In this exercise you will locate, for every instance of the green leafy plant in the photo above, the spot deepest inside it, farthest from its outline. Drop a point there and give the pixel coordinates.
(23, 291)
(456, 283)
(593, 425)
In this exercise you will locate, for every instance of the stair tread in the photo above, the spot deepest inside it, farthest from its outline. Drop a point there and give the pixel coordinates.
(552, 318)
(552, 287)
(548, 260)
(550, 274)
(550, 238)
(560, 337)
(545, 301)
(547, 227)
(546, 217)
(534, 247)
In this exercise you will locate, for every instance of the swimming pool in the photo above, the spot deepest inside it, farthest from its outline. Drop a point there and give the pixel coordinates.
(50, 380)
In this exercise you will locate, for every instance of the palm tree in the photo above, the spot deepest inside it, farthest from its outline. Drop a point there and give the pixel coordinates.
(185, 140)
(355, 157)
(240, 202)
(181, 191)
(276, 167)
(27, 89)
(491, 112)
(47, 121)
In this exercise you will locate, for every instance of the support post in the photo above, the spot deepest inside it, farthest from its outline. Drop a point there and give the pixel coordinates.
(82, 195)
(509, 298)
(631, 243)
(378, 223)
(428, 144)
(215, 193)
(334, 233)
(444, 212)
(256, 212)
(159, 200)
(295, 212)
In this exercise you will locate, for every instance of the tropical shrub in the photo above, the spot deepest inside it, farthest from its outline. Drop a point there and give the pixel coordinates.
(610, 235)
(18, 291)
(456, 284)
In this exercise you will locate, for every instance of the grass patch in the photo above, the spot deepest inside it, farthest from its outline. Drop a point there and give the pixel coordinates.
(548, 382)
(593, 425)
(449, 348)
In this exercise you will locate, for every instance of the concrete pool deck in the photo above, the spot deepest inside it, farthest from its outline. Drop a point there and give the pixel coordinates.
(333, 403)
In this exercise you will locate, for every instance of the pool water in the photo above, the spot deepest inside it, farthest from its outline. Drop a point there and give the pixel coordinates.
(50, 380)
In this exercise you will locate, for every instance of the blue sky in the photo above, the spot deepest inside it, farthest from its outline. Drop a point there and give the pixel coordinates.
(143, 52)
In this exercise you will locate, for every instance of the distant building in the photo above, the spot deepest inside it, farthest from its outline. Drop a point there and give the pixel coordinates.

Problem to work on>
Print all of the entries exactly, leaving nothing out.

Answer to this problem>
In this exercise you will locate, for every instance of the green leafy plant in the photo above, the spot deepest inside it, farthest from its outline. Drop a point there and give the pixel coordinates.
(23, 291)
(456, 283)
(593, 425)
In this exercise you will locate, for every instance of the stair tread in the photo above, the spot deepest inside it, farthest from its outline. Drop a point there and give the pixel coordinates.
(552, 318)
(552, 287)
(548, 260)
(550, 274)
(550, 238)
(560, 337)
(545, 301)
(547, 227)
(546, 217)
(534, 247)
In this exercise you will locate, for every instance of the swimming pool in the photo above, the spot deepest inside it, farthest from its outline. Drop a point there and give the pixel coordinates.
(50, 380)
In this exercise you will locate, for every instance of the palm tree in the photo above, the spot deepest inside it, farthest from its outline. Drop a point there and give the pixel coordinates.
(185, 140)
(355, 157)
(240, 202)
(181, 191)
(276, 167)
(27, 89)
(491, 112)
(47, 121)
In this exercise you will locate, for every instance of the support post in the photo above, the spot deepest inside it, farthest from its outline. Drop a point there and give the pixel coordinates.
(82, 195)
(509, 298)
(631, 243)
(378, 223)
(428, 144)
(215, 193)
(334, 233)
(444, 212)
(256, 212)
(159, 200)
(295, 212)
In this exercise you will locate, for every instance of the tropical shrub in the photo above, the spot deepest inside it, farthest from its outline. Drop a point there and give the pixel coordinates.
(610, 235)
(18, 291)
(456, 284)
In this exercise you will locate, for every instance of the grass patch in the photo above, the spot deepest inside it, farthest from its outline. Drop a point there and give the pixel coordinates.
(548, 382)
(593, 425)
(449, 348)
In this exercise you will locate, for every instance of the concrete pool deck in the photo above, the spot deepest inside it, farthest from its outline. Drop a point there and give the pixel coordinates.
(333, 403)
In this exercise you will locate, for every instance of the pool water in the photo above, the spot deepest inside it, farthest from its outline. Drop a point there and give the pixel coordinates.
(50, 380)
In this exercise you will locate, for every instance of the blue sky in the photo above, the spot deepest inside it, farthest from its outline. Drop a point there and give the pixel coordinates.
(143, 52)
In this exercise you will locate, for every instance of the distant building in the photo above, the spot deepest inside it, farthest from its outline. Drop a point there and give the pixel coordinates.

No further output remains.